SELECTED TEXT:

— START —

Blaze VPS - Storage Platform Outage

Incident Report for Crucial Hosting

Resolved

This incident has now concluded.

Posted Nov 25, 2019 - 17:20 AEDT

Monitoring

Bringing the replacement storage cluster hardware online has allowed us to recover further VMs and we continue to work with the Storage Vendor.

Another update will be provided following any significant changes.

Posted Nov 20, 2019 - 17:01 AEDT

Update

We have worked with the Storage Vendor to successfully bring the replacement hardware online and joined to the Storage Cluster. We are currently performing verification checks as directed by the Storage Vendor.

In the meantime we have recovered 97% of customer VM's to our contingency hardware. All remaining VM's are either being recovered or belong to customers who have elected to wait for recovery of the Storage Cluster. We are awaiting the checks to complete before we are able to proceed with further recovery work of the Storage Cluster.

Another update will be provided on 20/11/2019 by 17:00 AEST, or if there's any significant changes in-between.

Posted Nov 20, 2019 - 14:22 AEDT

Update

We've received the replacement hardware from the storage vendor.

The replacement hardware is in the process of being racked up within our datacentre.

The storage vendor have scheduled their senior staff to work directly with our team on 20/NOV/2019 from 03:00 AEST.

Our technicians are still continuing to restore the last few remaining VMs onto new infrastructure.

Another update will be provided on 20/NOV/2019 by 11:00 AEST, or if there's any significant changes in-between.

Posted Nov 19, 2019 - 16:39 AEDT

Update

Our technicians are continuing to transfer and restore the remaining VMs onto the new infrastructure.

For customers who are still offline and do not have backups, we are waiting for replacement hardware to arrive from the storage vendor, which we hope will assist in the recovery of the remaining data. Once the replacement hardware arrives, we will work with the storage vendor engineers to bring the remaining volumes online. The current ETA on the replacement hardware arrival is by Tuesday 17:00 AEDT.

If we can assist with your self-restore efforts by provisioning a new service, please let us know. For example, we are able to provision you a new Virtual Machine on the new infrastructure with your existing IP addresses in order to speed up your recovery efforts.

As we do not expect the situation to change significantly in the next 24 hours, our next status update is expected to occur no earlier than Tuesday 17:00 AEDT (Sydney time).

In the event there is a significant change we will update here accordingly.

Posted Nov 18, 2019 - 17:01 AEDT

Update

We have restored a large number of customers’ services so far. If your service has been restored or if you have any further issues, please let our support team know.

Our technicians are continuing to transfer and restore the remaining VMs onto the new infrastructure. Additional infrastructure is being built to enable us to execute this process more quickly.

— END —

RECORDED DATA:
— START —

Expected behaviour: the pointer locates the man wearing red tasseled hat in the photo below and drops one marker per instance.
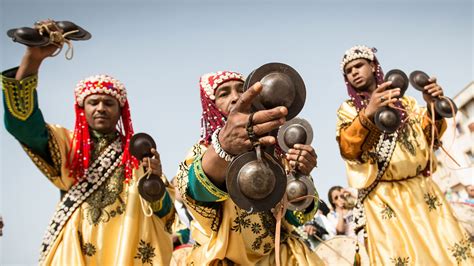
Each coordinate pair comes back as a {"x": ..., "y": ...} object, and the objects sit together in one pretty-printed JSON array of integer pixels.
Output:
[
  {"x": 100, "y": 219},
  {"x": 226, "y": 234}
]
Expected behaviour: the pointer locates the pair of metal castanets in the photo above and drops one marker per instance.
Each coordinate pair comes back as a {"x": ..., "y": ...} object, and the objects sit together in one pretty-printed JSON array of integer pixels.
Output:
[
  {"x": 256, "y": 180},
  {"x": 50, "y": 32},
  {"x": 388, "y": 120}
]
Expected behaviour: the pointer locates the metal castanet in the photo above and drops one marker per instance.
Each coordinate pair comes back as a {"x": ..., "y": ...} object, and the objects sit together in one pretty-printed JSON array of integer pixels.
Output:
[
  {"x": 282, "y": 86},
  {"x": 37, "y": 36},
  {"x": 254, "y": 181},
  {"x": 294, "y": 131},
  {"x": 445, "y": 107},
  {"x": 297, "y": 131},
  {"x": 387, "y": 119},
  {"x": 299, "y": 191},
  {"x": 151, "y": 188}
]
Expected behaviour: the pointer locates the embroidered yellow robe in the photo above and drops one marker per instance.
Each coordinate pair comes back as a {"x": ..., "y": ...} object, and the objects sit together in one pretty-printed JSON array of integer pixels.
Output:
[{"x": 408, "y": 220}]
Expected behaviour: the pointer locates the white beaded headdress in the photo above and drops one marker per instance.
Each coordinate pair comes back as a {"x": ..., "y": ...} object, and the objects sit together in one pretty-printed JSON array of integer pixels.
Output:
[
  {"x": 357, "y": 52},
  {"x": 100, "y": 84}
]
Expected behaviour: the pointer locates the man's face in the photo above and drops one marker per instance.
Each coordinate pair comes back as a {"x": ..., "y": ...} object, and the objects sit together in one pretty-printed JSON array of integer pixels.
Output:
[
  {"x": 470, "y": 191},
  {"x": 337, "y": 199},
  {"x": 227, "y": 95},
  {"x": 360, "y": 73},
  {"x": 102, "y": 112}
]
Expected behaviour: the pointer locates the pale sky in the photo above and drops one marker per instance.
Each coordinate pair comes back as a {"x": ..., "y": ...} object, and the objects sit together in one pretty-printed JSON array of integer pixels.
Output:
[{"x": 159, "y": 49}]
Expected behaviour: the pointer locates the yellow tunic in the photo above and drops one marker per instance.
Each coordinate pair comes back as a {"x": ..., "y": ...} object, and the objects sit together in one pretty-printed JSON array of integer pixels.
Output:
[
  {"x": 227, "y": 235},
  {"x": 109, "y": 227},
  {"x": 408, "y": 220}
]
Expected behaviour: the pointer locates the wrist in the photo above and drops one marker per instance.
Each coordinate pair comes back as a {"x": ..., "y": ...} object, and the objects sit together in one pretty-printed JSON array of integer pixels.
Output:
[{"x": 218, "y": 148}]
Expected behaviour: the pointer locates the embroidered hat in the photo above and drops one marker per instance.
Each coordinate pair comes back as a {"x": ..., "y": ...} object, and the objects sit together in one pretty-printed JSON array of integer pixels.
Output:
[
  {"x": 100, "y": 84},
  {"x": 212, "y": 118},
  {"x": 357, "y": 52},
  {"x": 360, "y": 98},
  {"x": 81, "y": 142}
]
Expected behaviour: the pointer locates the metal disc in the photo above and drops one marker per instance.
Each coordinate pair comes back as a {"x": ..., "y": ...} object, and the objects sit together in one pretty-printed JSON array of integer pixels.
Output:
[
  {"x": 282, "y": 85},
  {"x": 296, "y": 130},
  {"x": 419, "y": 79},
  {"x": 28, "y": 36},
  {"x": 399, "y": 80},
  {"x": 235, "y": 192},
  {"x": 300, "y": 185},
  {"x": 387, "y": 119},
  {"x": 141, "y": 145}
]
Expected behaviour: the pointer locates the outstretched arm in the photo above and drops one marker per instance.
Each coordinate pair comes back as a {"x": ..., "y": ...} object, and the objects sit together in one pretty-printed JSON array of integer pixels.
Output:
[{"x": 23, "y": 119}]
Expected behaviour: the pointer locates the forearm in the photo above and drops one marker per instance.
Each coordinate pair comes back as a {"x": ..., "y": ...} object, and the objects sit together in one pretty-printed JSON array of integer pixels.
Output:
[
  {"x": 214, "y": 167},
  {"x": 439, "y": 124},
  {"x": 23, "y": 119},
  {"x": 341, "y": 226},
  {"x": 29, "y": 66}
]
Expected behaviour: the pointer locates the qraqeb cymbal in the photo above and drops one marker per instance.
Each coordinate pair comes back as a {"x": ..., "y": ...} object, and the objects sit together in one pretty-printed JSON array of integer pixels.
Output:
[
  {"x": 299, "y": 186},
  {"x": 399, "y": 80},
  {"x": 282, "y": 86},
  {"x": 253, "y": 184},
  {"x": 35, "y": 37},
  {"x": 444, "y": 106},
  {"x": 294, "y": 131},
  {"x": 150, "y": 187}
]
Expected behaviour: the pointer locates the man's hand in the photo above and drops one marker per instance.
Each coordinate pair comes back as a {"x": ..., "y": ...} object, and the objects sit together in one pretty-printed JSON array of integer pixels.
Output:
[
  {"x": 432, "y": 91},
  {"x": 234, "y": 138},
  {"x": 304, "y": 157},
  {"x": 154, "y": 163},
  {"x": 310, "y": 229},
  {"x": 381, "y": 97}
]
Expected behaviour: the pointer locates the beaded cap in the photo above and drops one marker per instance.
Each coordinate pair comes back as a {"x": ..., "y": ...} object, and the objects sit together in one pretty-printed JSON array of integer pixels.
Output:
[
  {"x": 211, "y": 117},
  {"x": 81, "y": 141}
]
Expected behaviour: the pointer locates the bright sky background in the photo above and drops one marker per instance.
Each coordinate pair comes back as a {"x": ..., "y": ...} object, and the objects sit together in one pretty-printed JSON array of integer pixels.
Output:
[{"x": 159, "y": 49}]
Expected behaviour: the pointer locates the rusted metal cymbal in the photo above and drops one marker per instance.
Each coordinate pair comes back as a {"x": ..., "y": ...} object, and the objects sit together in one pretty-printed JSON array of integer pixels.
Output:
[
  {"x": 32, "y": 37},
  {"x": 299, "y": 186},
  {"x": 28, "y": 37},
  {"x": 255, "y": 185},
  {"x": 68, "y": 26},
  {"x": 443, "y": 107},
  {"x": 399, "y": 80},
  {"x": 294, "y": 131},
  {"x": 387, "y": 119},
  {"x": 152, "y": 188},
  {"x": 419, "y": 79},
  {"x": 141, "y": 145},
  {"x": 282, "y": 86}
]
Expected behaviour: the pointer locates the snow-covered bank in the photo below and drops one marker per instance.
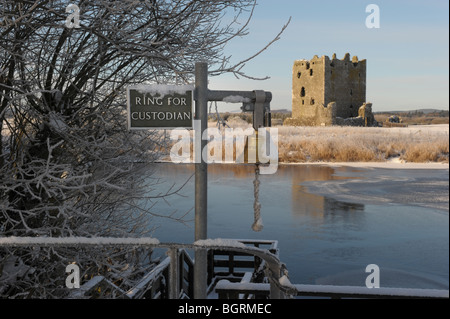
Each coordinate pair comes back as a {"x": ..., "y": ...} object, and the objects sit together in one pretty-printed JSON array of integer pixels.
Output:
[{"x": 392, "y": 164}]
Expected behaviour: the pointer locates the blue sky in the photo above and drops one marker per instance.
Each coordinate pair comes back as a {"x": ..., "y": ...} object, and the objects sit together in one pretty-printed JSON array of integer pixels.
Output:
[{"x": 407, "y": 57}]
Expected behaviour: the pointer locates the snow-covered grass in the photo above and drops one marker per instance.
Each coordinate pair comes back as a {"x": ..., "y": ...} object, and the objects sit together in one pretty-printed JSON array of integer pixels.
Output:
[
  {"x": 419, "y": 144},
  {"x": 415, "y": 144}
]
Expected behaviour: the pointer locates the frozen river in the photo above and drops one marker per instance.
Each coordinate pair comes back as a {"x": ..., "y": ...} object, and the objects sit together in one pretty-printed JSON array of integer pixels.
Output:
[{"x": 330, "y": 222}]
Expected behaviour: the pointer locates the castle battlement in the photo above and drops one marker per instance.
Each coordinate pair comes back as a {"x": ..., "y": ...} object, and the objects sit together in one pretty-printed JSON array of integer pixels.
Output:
[{"x": 318, "y": 82}]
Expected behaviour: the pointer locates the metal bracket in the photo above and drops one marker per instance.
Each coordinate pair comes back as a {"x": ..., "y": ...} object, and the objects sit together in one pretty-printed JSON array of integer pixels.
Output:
[{"x": 258, "y": 112}]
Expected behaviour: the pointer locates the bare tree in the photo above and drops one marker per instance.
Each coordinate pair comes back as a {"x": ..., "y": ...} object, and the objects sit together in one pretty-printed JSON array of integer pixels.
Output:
[{"x": 68, "y": 166}]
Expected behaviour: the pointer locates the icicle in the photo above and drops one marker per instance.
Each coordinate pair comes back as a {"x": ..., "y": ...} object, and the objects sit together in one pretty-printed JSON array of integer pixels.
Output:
[{"x": 257, "y": 224}]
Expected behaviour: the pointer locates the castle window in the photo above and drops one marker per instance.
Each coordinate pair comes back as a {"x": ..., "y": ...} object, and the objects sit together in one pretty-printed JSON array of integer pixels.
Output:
[{"x": 303, "y": 92}]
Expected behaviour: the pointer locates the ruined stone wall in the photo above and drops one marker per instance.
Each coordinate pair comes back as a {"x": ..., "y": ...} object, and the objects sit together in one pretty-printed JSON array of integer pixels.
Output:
[
  {"x": 345, "y": 84},
  {"x": 308, "y": 90},
  {"x": 321, "y": 81}
]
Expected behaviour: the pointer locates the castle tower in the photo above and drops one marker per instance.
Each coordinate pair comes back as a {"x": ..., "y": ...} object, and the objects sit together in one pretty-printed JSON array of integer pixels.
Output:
[{"x": 320, "y": 81}]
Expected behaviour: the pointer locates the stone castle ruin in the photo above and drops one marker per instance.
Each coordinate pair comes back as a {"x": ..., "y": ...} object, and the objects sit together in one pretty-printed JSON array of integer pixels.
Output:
[{"x": 330, "y": 92}]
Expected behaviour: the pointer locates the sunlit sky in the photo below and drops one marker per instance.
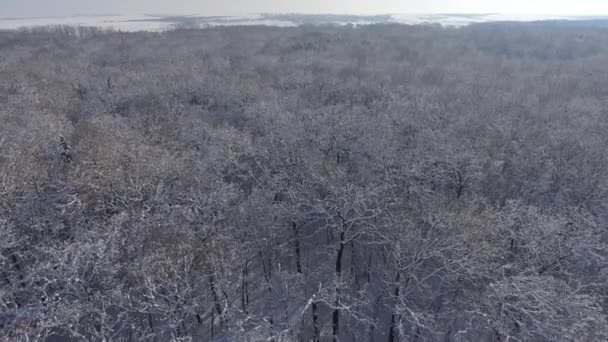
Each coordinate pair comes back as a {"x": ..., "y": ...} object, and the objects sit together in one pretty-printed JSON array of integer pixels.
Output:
[{"x": 31, "y": 8}]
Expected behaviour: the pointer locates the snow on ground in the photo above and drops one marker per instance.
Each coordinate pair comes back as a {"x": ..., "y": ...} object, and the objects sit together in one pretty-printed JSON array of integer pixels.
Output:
[{"x": 159, "y": 23}]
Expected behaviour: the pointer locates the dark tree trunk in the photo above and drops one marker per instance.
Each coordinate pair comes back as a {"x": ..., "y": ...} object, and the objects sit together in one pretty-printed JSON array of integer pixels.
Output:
[
  {"x": 393, "y": 332},
  {"x": 245, "y": 290},
  {"x": 315, "y": 322},
  {"x": 216, "y": 299},
  {"x": 336, "y": 313},
  {"x": 297, "y": 248}
]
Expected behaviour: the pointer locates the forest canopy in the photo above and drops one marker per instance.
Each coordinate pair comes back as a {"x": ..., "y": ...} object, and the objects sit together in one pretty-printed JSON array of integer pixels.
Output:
[{"x": 314, "y": 183}]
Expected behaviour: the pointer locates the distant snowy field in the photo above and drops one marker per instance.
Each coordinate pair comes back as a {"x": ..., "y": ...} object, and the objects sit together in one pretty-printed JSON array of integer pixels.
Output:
[{"x": 165, "y": 22}]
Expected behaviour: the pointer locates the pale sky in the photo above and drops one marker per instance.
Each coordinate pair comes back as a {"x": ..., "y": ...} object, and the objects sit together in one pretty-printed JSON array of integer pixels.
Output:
[{"x": 31, "y": 8}]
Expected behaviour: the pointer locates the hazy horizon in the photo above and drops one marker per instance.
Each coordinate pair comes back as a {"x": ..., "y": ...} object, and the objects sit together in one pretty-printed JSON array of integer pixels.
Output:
[{"x": 41, "y": 8}]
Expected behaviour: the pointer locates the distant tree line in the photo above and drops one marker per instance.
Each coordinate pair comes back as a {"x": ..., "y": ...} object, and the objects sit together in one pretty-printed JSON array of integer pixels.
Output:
[{"x": 371, "y": 183}]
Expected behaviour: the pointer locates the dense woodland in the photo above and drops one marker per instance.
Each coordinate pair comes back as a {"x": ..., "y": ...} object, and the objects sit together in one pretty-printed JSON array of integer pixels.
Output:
[{"x": 318, "y": 183}]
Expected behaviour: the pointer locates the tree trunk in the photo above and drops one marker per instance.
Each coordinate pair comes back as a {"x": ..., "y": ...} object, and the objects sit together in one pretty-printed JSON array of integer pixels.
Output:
[
  {"x": 297, "y": 248},
  {"x": 216, "y": 298},
  {"x": 336, "y": 313},
  {"x": 393, "y": 332},
  {"x": 315, "y": 322},
  {"x": 245, "y": 290}
]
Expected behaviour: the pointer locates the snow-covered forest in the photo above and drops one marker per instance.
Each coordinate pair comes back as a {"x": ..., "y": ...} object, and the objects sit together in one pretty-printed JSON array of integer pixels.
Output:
[{"x": 314, "y": 183}]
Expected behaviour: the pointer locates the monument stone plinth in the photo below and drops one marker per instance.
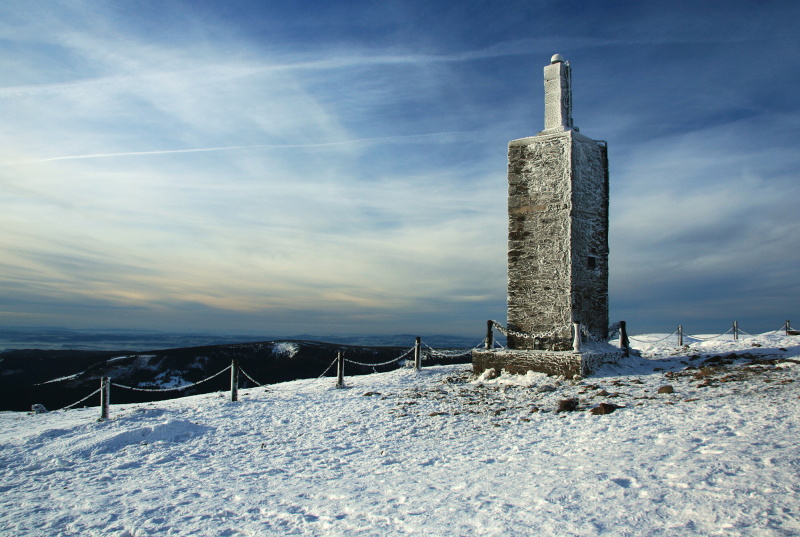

— END —

WHAT IS BEING ASKED:
Retype the outage report between "Incident Report for" and "any significant changes.", inclusive. The rows have nothing to do with the outage report.

EXERCISE ANSWER:
Incident Report for Crucial Hosting

Resolved

This incident has now concluded.

Posted Nov 25, 2019 - 17:20 AEDT

Monitoring

Bringing the replacement storage cluster hardware online has allowed us to recover further VMs and we continue to work with the Storage Vendor.

Another update will be provided following any significant changes.